___ Given records ___

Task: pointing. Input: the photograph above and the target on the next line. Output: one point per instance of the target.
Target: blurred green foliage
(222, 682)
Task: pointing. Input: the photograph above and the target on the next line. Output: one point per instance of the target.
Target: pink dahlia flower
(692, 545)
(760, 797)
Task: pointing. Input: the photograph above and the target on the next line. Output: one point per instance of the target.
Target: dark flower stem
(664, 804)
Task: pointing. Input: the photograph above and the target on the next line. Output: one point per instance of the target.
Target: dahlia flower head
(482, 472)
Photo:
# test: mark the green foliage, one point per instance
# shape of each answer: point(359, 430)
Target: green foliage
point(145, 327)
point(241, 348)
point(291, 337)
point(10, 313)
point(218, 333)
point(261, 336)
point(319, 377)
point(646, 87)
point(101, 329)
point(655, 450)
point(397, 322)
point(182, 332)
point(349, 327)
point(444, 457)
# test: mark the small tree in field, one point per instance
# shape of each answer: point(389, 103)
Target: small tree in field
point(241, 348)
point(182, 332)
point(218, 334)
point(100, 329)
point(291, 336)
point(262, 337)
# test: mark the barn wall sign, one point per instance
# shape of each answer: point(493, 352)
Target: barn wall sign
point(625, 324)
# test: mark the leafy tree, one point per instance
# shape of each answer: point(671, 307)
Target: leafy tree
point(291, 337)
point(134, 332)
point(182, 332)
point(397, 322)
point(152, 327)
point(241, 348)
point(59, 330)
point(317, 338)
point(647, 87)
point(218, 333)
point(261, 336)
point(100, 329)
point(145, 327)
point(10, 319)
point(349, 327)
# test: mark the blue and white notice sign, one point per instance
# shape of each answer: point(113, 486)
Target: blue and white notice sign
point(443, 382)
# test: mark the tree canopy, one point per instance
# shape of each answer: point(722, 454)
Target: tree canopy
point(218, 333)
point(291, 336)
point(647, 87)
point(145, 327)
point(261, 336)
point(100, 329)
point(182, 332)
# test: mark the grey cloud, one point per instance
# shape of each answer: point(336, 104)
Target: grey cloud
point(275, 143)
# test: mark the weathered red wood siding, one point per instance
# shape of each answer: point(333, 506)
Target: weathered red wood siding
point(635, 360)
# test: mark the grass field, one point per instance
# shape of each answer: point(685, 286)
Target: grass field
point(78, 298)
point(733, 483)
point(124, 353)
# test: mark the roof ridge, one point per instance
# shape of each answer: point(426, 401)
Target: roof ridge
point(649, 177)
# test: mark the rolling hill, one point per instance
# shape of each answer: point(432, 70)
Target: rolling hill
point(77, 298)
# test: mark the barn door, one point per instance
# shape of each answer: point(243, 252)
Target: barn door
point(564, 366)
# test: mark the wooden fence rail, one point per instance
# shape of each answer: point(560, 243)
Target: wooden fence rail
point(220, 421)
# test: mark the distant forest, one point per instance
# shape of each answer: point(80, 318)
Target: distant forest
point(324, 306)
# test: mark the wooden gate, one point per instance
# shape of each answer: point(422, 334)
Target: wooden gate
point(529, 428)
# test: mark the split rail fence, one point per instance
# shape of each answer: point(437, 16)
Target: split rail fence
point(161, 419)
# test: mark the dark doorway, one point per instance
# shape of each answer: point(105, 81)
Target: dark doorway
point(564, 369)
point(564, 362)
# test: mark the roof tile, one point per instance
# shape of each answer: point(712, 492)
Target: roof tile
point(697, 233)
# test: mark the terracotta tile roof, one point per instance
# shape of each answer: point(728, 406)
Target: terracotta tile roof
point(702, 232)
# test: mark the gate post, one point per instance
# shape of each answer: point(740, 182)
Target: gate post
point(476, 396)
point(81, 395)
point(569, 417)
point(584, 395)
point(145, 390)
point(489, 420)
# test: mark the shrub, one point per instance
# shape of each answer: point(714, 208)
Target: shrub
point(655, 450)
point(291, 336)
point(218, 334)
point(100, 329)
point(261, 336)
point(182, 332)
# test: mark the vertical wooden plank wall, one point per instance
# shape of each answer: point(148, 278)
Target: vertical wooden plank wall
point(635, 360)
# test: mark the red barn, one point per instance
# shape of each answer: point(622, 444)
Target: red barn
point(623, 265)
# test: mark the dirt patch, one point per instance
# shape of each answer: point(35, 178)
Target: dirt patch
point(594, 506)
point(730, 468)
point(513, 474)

___

## Stated task
Reproduce all of the material above word for word, with every line in its original order.

## Written response
Task: pointing. Input: the photograph above and the target on the next line. Output: one point per instance of the target.
Target: blurred green foliage
(222, 682)
Task: pointing. Input: the photograph above and the target on the next line. Output: one point per instance of the target.
Target: pink dahlia flower
(692, 545)
(760, 797)
Task: pointing. Input: the photograph above and the target on the next line. Output: one point per instance of the target.
Target: dark flower stem
(664, 804)
Task: pointing. Input: the photograph above and the target on the next line. Output: one point per instance of the target.
Target: dahlia flower head
(482, 472)
Photo:
# test: mark the green foliage, one point per instance
# shape of each answer: point(359, 430)
Target: green foliage
point(145, 327)
point(241, 348)
point(291, 337)
point(10, 313)
point(218, 333)
point(261, 336)
point(319, 377)
point(646, 87)
point(101, 329)
point(655, 450)
point(397, 322)
point(182, 332)
point(349, 327)
point(444, 457)
# test: mark the small tree in field, one point per instance
# shape of each answer: point(389, 103)
Target: small tree in field
point(241, 348)
point(182, 332)
point(218, 334)
point(100, 329)
point(291, 336)
point(262, 337)
# test: mark the barn wall sign, one point per instance
# shape of each answer: point(493, 352)
Target: barn wall sign
point(625, 324)
# test: mark the leafy tree, one point per instance
# shape of each answer: point(671, 307)
Target: leafy tree
point(291, 337)
point(134, 332)
point(182, 332)
point(397, 322)
point(152, 327)
point(241, 348)
point(59, 330)
point(317, 338)
point(647, 87)
point(218, 333)
point(261, 336)
point(100, 329)
point(145, 327)
point(10, 319)
point(349, 327)
# test: mark the blue and white notice sign, one point per instance
# shape of each answer: point(113, 486)
Target: blue and white notice sign
point(443, 382)
# test: mark the tree canopy, one point per instance
# shape of each answer: point(722, 454)
Target: tree canopy
point(218, 333)
point(291, 336)
point(647, 87)
point(145, 327)
point(261, 336)
point(100, 329)
point(182, 332)
# test: mark the grey cloud, one point per instance
# shape of each answer: point(336, 104)
Target: grey cloud
point(275, 143)
# test: mark the weathered red wood siding, one point per instance
# shape of each answer: point(333, 506)
Target: weathered red wood siding
point(635, 360)
# test: mark the grass field, one point per instance
# shape of each answer: point(685, 286)
Target: grass field
point(78, 298)
point(733, 483)
point(124, 353)
# test: mark the roof ridge, one point per instance
# shape of each answer: point(426, 401)
Target: roof ridge
point(649, 177)
# test: mark the rolling hill, one point per instance
# shape of each answer: point(432, 70)
Target: rolling hill
point(77, 298)
# test: mark the barn door, one point per instance
# shape of each answer: point(243, 252)
Target: barn door
point(564, 366)
# test: mark the wooden fence rail, one point per instance
# shape of each answer: point(560, 243)
Target: wooden fence rail
point(220, 421)
# test: mark the distant forest, one point per instance
# shape of each answer: point(80, 318)
Target: distant forest
point(324, 306)
# test: mark the wooden gate, one point per instance
# shape of each answer: point(422, 334)
Target: wooden gate
point(529, 428)
# test: mark the split rail fence, one point per instance
# shape of each answer: point(437, 16)
Target: split rail fence
point(161, 419)
# test: mark the dark doorway, one point per instance
# shape of each answer: point(105, 81)
Target: dark doorway
point(564, 369)
point(564, 362)
# test: mark the roof tile, one point per instance
# shape of each answer: point(712, 492)
Target: roof tile
point(697, 233)
# test: mark the terracotta tile roof, one point per instance
# shape of each answer: point(728, 406)
Target: terracotta tile roof
point(702, 232)
# test: mark the gate post, one point per instance
# shape of each answer: point(740, 182)
Target: gate post
point(476, 396)
point(81, 395)
point(569, 417)
point(584, 395)
point(145, 390)
point(489, 420)
# test: mark the shrub, one point per instance
# shape of each answer: point(714, 208)
Target: shrub
point(655, 450)
point(291, 336)
point(218, 334)
point(100, 329)
point(261, 336)
point(182, 332)
# test: mark the vertical wooden plank wall, one point per instance
# shape of each answer: point(148, 278)
Target: vertical wooden plank wall
point(635, 360)
# test: mark the red barn, one point per instance
# shape of each answer: point(622, 444)
Target: red barn
point(623, 265)
# test: mark the dirt patch, one point per instance
# shape of each answer: point(35, 178)
Target: dirt patch
point(594, 506)
point(730, 468)
point(513, 474)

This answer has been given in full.